What the task requires
Copy each of the following records word for word, without changing any line.
______
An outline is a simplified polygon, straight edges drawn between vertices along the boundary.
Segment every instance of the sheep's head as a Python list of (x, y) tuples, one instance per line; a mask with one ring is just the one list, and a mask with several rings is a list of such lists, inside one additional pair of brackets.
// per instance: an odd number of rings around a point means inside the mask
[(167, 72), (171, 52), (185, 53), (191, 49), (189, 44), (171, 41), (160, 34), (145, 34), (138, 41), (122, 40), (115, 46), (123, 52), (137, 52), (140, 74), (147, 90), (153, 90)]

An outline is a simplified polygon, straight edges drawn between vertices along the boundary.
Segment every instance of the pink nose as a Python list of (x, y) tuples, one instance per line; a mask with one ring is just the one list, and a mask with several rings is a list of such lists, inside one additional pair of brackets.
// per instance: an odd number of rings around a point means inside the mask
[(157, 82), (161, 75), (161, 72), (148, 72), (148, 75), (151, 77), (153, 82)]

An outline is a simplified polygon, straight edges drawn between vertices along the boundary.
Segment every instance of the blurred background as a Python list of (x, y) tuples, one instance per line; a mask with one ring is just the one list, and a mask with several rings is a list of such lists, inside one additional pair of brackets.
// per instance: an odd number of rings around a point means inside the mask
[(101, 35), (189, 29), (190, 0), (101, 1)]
______
Final result
An outline is a simplified polygon, straight edges drawn between vertices along the boundary.
Segment every instance of the sheep's head as a Python list of (x, y) tuples, one instance per line; a mask with one ring is just the one list, and a mask with several rings is a list of such lists, inside one additional pair of brackets.
// per instance: an odd number of rings around a point means inside the mask
[(167, 72), (171, 52), (185, 53), (191, 49), (189, 44), (171, 41), (160, 34), (145, 34), (138, 41), (122, 40), (115, 46), (123, 52), (137, 52), (140, 74), (147, 90), (153, 90)]

An outline is a simplified polygon, straight edges drawn between vertices along the boundary.
Segment every instance of the pink nose as a Python list of (x, y) tuples, one instance per line; a mask with one ring is just the one list, and a mask with several rings is a list of such lists, inside one additional pair of brackets.
// per instance: an odd number of rings around a point means inside the mask
[(157, 82), (161, 75), (161, 72), (148, 72), (148, 75), (151, 77), (153, 82)]

An outline is a simplified polygon, straight edges drawn between vertices along the boundary.
Segment every instance of the blurred background as a Python list of (x, y) tuples, one instance per line; a mask with one ring is just the one list, and a mask with several rings is a list of such lists, inside one additional pair of brackets.
// per instance: an odd number of rings around a point means inside the mask
[(101, 35), (189, 29), (190, 0), (101, 1)]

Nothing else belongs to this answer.